En fait, chaque dispositif numérique est le produit d'une histoire non-numérique et de choix technologiques, de modèles économiques, d'intentions politiques : googlemaps n'est pas openstreetmap, leboncoin n'est pas amazon, service-public.fr n'est pas commentçamarche. Derrière ces choix, il y a des acteurs politiques, économiques et sociaux connus. En perspective, il y a d'importantes transformations du monde dans lequel nous vivons.

Les questions numériques débordent largement du cadre de la technique, pourtant les habitants, citoyens, usagers ne sont pas souvent à bord de ces choix qui nous concernent tous. C'est la raison pour laquelle ce premier numéro de Médiation(s) nous propose de nous poser la question d'un numérique qui serait "bon pour nous".

Personne ne peut instruire cette question à lui tout seul : il y a besoin de s'en parler, d'avoir des cadres collectifs, des médiations, des expertises qui nous permettent de comprendre le numérique d'aujourd'hui, de comprendre aussi pourquoi il est sur la sellette, et d'envisager celui de demain.

Le numérique que nous pouvons observer, ce sont des chiffres qui augmentent : des réseaux plus rapides et une couverture du territoire qui progresse (ouf), des machines plus performantes, davantage d'information en ligne, d'échanges sur les réseaux sociaux, d'achats de biens et services, de démarches dématérialisées, d'objets connectés, d'applications disponibles sur smartphone, de temps passé devant les écrans, d'équipements dans les écoles, les hôpitaux, les transports.

Les chiffres répondent à une angoisse bien légitime des dernières décennies, celle d'être hors du coup, de se faire distancer dans la marche du progrès. Les Etats, les territoires, les entreprises, les associations, et aussi les particuliers investissent, se forment, se transforment, s'adaptent autant qu'ils peuvent au monde numérique, qui est presque synonyme de "monde de demain", tout en sachant qu'il y a d'autres étapes de cette route infinie, l'intelligence artificielle, la cybersécurité, etc.

──────────

- [CONSIGNES]
[A] D'après l'extrait, quel est le nom de la publication dont il s'agit du premier numéro ?
[B] Modifiez le passage de l'extrait qui commence par "Les chiffres répondent" et se poursuit jusqu'à "la cybersécurité, etc." en remplaçant "angoisse" par "inquiétude".
[C] Présentez sous forme de liste le paragraphe de l'extrait qui commence par « Le numérique que nous pouvons observer », sans perdre ses faits principaux.

- [ENTRÉES FOURNIES]
──────────

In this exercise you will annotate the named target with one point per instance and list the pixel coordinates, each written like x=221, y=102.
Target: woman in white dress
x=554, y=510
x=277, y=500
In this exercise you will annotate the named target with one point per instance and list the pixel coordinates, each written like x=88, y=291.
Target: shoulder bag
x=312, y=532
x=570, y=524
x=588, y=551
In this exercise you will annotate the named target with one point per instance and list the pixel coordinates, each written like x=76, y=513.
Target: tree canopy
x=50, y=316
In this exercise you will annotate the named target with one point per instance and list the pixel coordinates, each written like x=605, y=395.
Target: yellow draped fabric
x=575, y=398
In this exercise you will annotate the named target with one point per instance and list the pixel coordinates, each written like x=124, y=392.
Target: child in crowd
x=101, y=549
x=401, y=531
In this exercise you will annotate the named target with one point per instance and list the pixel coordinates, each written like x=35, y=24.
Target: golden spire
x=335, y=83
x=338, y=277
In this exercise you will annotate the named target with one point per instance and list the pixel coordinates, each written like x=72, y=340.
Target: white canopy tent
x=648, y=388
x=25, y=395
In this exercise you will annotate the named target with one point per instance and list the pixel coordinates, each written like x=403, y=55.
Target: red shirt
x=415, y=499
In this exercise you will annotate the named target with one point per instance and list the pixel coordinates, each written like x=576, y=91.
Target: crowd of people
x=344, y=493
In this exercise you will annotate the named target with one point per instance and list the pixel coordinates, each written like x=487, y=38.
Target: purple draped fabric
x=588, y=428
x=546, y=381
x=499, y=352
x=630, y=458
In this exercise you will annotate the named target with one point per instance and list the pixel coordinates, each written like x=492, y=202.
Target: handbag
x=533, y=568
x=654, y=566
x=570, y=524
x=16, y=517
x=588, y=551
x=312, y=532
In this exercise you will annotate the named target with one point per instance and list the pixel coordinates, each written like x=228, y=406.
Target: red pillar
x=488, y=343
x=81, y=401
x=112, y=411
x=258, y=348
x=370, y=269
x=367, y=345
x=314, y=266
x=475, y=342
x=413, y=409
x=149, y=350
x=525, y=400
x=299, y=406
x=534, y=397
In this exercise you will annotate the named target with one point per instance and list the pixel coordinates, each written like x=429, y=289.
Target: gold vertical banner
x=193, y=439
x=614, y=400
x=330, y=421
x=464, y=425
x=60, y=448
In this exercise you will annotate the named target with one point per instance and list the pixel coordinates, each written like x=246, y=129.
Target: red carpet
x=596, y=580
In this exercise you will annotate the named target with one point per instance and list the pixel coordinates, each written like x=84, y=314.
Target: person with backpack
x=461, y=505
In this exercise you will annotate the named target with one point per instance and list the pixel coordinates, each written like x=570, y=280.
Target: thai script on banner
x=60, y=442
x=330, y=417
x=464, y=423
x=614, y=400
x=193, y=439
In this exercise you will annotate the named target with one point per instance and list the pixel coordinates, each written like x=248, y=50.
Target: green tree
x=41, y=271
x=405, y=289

──────────

- [CORRIGÉ DES EXERCICES]
[A] Médiation(s).

[B]
Les chiffres répondent à une inquiétude bien légitime des dernières décennies, celle d'être hors du coup, de se faire distancer dans la marche du progrès. Les Etats, les territoires, les entreprises, les associations, et aussi les particuliers investissent, se forment, se transforment, s'adaptent autant qu'ils peuvent au monde numérique, qui est presque synonyme de "monde de demain", tout en sachant qu'il y a d'autres étapes de cette route infinie, l'intelligence artificielle, la cybersécurité, etc.

[C]
Le numérique observable se traduit par des chiffres en hausse :
- des réseaux plus rapides et une meilleure couverture du territoire ;
- des machines plus performantes ;
- plus d'information en ligne et d'échanges sur les réseaux sociaux ;
- plus d'achats de biens et services et de démarches dématérialisées ;
- plus d'objets connectés et d'applications sur smartphone ;
- plus de temps passé devant les écrans ;
- plus d'équipements dans les écoles, les hôpitaux et les transports.